> **Material for this exercise**
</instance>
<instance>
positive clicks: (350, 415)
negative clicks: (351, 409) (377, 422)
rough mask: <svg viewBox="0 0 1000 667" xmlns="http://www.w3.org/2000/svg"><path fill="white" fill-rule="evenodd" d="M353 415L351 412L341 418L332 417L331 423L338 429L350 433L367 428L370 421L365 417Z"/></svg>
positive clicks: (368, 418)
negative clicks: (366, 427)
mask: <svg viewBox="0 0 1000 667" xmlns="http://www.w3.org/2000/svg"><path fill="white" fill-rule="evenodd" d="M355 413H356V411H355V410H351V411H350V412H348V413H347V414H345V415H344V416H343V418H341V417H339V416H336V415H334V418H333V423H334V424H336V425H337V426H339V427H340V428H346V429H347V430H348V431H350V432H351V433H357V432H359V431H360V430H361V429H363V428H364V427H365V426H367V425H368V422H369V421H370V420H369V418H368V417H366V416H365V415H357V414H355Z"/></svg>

> **Required work**
Output the lines of the entries above as a Markdown table with columns Num and Content, numbering each row and leaving out blank lines.

> **Written solution**
| Num | Content |
|---|---|
| 1 | </instance> |
| 2 | <instance> |
| 3 | positive clicks: (350, 415) |
| 4 | negative clicks: (351, 409) (377, 422) |
| 5 | rough mask: <svg viewBox="0 0 1000 667" xmlns="http://www.w3.org/2000/svg"><path fill="white" fill-rule="evenodd" d="M353 415L351 412L341 418L332 417L331 423L338 429L350 433L367 428L370 421L365 417Z"/></svg> |
| 6 | positive clicks: (368, 418) |
| 7 | negative clicks: (366, 427) |
| 8 | mask: <svg viewBox="0 0 1000 667" xmlns="http://www.w3.org/2000/svg"><path fill="white" fill-rule="evenodd" d="M355 413H356V411H355V410H351V411H350V412H348V413H347V414H345V415H344V416H343V418H341V417H339V416H336V415H334V418H333V423H334V424H336V425H337V426H339V427H340V428H346V429H347V430H348V431H350V432H351V433H357V432H359V431H360V430H361V429H363V428H364V427H365V426H367V425H368V422H369V421H370V420H369V418H368V417H366V416H365V415H357V414H355Z"/></svg> |